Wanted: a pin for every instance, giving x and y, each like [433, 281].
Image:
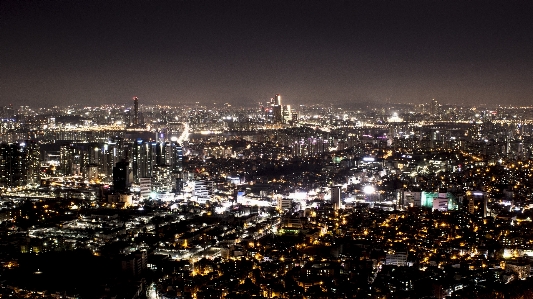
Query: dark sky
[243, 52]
== == ==
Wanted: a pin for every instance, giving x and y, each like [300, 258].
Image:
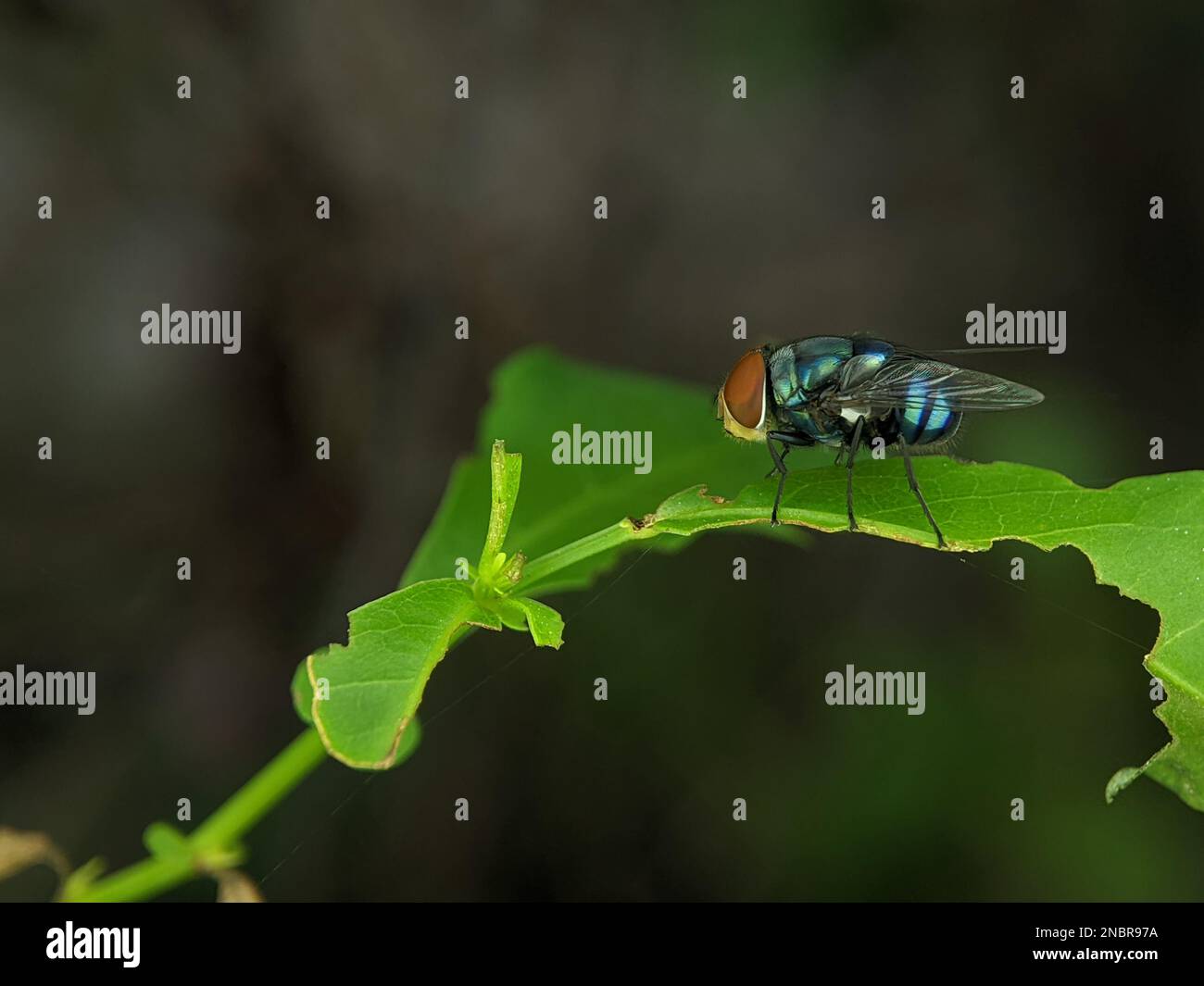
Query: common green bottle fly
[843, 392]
== == ==
▸ **Your instructions**:
Copy every line of the records above that holds the word "giving".

▸ **Your solution**:
Wanted: a pin for every instance, giving x and y, each like [433, 281].
Wanted: a pin for every instance, giving x and y, each like [300, 258].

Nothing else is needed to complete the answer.